> TASK OBJECTIVE
Reproduce the entries below exactly, but leave the pictures out.

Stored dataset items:

>>>

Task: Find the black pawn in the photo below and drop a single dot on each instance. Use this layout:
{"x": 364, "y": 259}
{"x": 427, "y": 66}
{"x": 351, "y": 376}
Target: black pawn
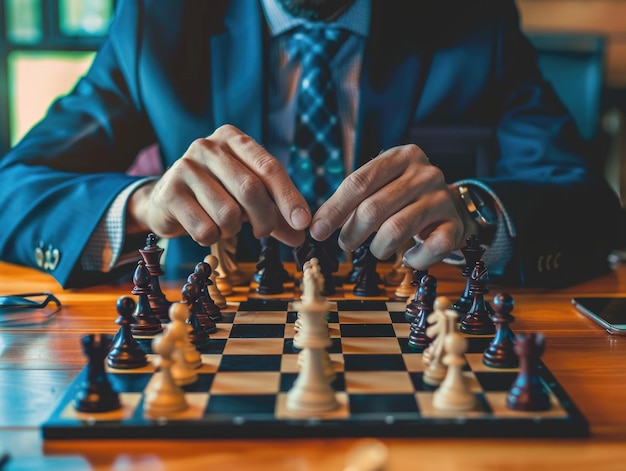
{"x": 151, "y": 254}
{"x": 413, "y": 308}
{"x": 527, "y": 393}
{"x": 96, "y": 393}
{"x": 203, "y": 272}
{"x": 199, "y": 335}
{"x": 270, "y": 264}
{"x": 146, "y": 323}
{"x": 126, "y": 352}
{"x": 367, "y": 281}
{"x": 478, "y": 318}
{"x": 472, "y": 252}
{"x": 500, "y": 353}
{"x": 427, "y": 292}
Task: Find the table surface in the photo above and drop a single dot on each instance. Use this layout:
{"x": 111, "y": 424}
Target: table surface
{"x": 38, "y": 360}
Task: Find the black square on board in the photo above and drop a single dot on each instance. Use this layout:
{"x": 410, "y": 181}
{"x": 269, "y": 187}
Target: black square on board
{"x": 361, "y": 305}
{"x": 382, "y": 403}
{"x": 383, "y": 362}
{"x": 250, "y": 363}
{"x": 367, "y": 330}
{"x": 263, "y": 305}
{"x": 257, "y": 331}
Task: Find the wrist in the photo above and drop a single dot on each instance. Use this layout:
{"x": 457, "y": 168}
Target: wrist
{"x": 482, "y": 216}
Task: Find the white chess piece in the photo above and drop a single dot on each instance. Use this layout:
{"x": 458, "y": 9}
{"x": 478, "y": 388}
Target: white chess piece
{"x": 437, "y": 330}
{"x": 312, "y": 393}
{"x": 214, "y": 290}
{"x": 454, "y": 394}
{"x": 165, "y": 397}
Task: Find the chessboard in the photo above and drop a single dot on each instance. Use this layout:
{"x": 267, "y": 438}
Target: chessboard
{"x": 250, "y": 364}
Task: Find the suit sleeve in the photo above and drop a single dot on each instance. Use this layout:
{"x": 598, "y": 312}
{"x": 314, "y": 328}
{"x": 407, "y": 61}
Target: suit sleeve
{"x": 551, "y": 182}
{"x": 60, "y": 179}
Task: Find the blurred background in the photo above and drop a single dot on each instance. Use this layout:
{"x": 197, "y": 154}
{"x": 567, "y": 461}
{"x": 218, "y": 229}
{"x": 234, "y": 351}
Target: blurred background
{"x": 45, "y": 45}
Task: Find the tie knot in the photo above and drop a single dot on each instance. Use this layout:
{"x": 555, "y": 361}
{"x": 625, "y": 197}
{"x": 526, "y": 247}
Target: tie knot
{"x": 318, "y": 41}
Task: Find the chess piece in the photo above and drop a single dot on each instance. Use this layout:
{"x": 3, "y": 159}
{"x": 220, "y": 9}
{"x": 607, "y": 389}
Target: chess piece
{"x": 126, "y": 352}
{"x": 179, "y": 329}
{"x": 478, "y": 318}
{"x": 405, "y": 289}
{"x": 500, "y": 353}
{"x": 412, "y": 307}
{"x": 426, "y": 294}
{"x": 439, "y": 327}
{"x": 214, "y": 291}
{"x": 397, "y": 273}
{"x": 146, "y": 323}
{"x": 151, "y": 254}
{"x": 271, "y": 275}
{"x": 472, "y": 252}
{"x": 96, "y": 394}
{"x": 527, "y": 393}
{"x": 454, "y": 394}
{"x": 226, "y": 252}
{"x": 312, "y": 393}
{"x": 165, "y": 397}
{"x": 367, "y": 280}
{"x": 198, "y": 335}
{"x": 203, "y": 271}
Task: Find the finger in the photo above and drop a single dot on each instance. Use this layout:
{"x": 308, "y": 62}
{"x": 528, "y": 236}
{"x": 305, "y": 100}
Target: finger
{"x": 435, "y": 247}
{"x": 241, "y": 184}
{"x": 291, "y": 204}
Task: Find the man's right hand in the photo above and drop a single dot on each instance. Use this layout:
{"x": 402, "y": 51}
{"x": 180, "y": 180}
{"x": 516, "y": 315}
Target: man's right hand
{"x": 220, "y": 182}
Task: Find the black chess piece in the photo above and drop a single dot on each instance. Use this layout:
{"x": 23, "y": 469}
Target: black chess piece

<<<

> SOLUTION FOR THIS EXERCISE
Task: Find the black pawn in the photo below and drop a single dot on each instance. Use this layout:
{"x": 364, "y": 259}
{"x": 427, "y": 66}
{"x": 351, "y": 376}
Target: black pawn
{"x": 151, "y": 254}
{"x": 413, "y": 308}
{"x": 527, "y": 393}
{"x": 96, "y": 393}
{"x": 203, "y": 272}
{"x": 199, "y": 335}
{"x": 270, "y": 264}
{"x": 146, "y": 323}
{"x": 126, "y": 352}
{"x": 367, "y": 281}
{"x": 478, "y": 318}
{"x": 472, "y": 252}
{"x": 500, "y": 353}
{"x": 427, "y": 292}
Task: Find the table surface in the photo above and drop a single dot on each instance. Use this layout:
{"x": 111, "y": 424}
Target: table surface
{"x": 38, "y": 360}
Task: Find the black square on board in the photo above and drop a single dot on each instance. Use this layout:
{"x": 410, "y": 181}
{"x": 269, "y": 187}
Target: black square on board
{"x": 361, "y": 305}
{"x": 382, "y": 403}
{"x": 383, "y": 362}
{"x": 250, "y": 363}
{"x": 367, "y": 330}
{"x": 263, "y": 305}
{"x": 257, "y": 331}
Task: Find the wrist in the photo above and drop a single dot on each instance. Use this layout:
{"x": 457, "y": 168}
Target: wrist
{"x": 482, "y": 216}
Task: Find the white chess piece in the photo above and drop a single dot on each instance. Use this layout:
{"x": 458, "y": 9}
{"x": 478, "y": 388}
Target: white chess piece
{"x": 437, "y": 330}
{"x": 312, "y": 393}
{"x": 214, "y": 290}
{"x": 454, "y": 394}
{"x": 165, "y": 397}
Task: Find the chessboard in the photo above and drop a single dot on each instance. Use this layout:
{"x": 267, "y": 438}
Target: chessboard
{"x": 250, "y": 364}
Task: Find the suit sleeve in the photo above and drop a single dot on each instance. Use this layout:
{"x": 598, "y": 312}
{"x": 314, "y": 328}
{"x": 407, "y": 61}
Target: suit sleeve
{"x": 551, "y": 182}
{"x": 60, "y": 179}
Task: Find the blurred background in the photo above and drop a single dot on each instance. Use this layout:
{"x": 197, "y": 154}
{"x": 567, "y": 461}
{"x": 218, "y": 229}
{"x": 234, "y": 351}
Target: blurred background
{"x": 45, "y": 45}
Task: Find the tie knot in the photo above and drop a single dot on each instance. Use this layout:
{"x": 555, "y": 361}
{"x": 625, "y": 197}
{"x": 526, "y": 247}
Target: tie knot
{"x": 318, "y": 41}
Task: Find the chess piece in the photo above and drop a single dot on each instance. Use this layout:
{"x": 3, "y": 159}
{"x": 220, "y": 9}
{"x": 607, "y": 389}
Target: chess piece
{"x": 126, "y": 352}
{"x": 179, "y": 329}
{"x": 478, "y": 318}
{"x": 405, "y": 289}
{"x": 500, "y": 353}
{"x": 412, "y": 307}
{"x": 426, "y": 294}
{"x": 439, "y": 327}
{"x": 214, "y": 291}
{"x": 397, "y": 273}
{"x": 146, "y": 323}
{"x": 151, "y": 254}
{"x": 271, "y": 275}
{"x": 472, "y": 252}
{"x": 96, "y": 394}
{"x": 527, "y": 393}
{"x": 454, "y": 394}
{"x": 226, "y": 252}
{"x": 312, "y": 393}
{"x": 165, "y": 397}
{"x": 367, "y": 280}
{"x": 198, "y": 335}
{"x": 203, "y": 271}
Task: Find the finger in the photo above and drop a single dot on each instance. Use this layout:
{"x": 308, "y": 62}
{"x": 528, "y": 236}
{"x": 305, "y": 100}
Target: finger
{"x": 435, "y": 247}
{"x": 241, "y": 184}
{"x": 291, "y": 204}
Task: Find the man's right hand in the photo above and drop a single dot on each instance. Use this layout:
{"x": 402, "y": 51}
{"x": 180, "y": 180}
{"x": 516, "y": 315}
Target: man's right hand
{"x": 220, "y": 182}
Task: Find the black chess piece in the photo above and drop a single dot on each instance. Use this layout:
{"x": 23, "y": 469}
Target: black chess piece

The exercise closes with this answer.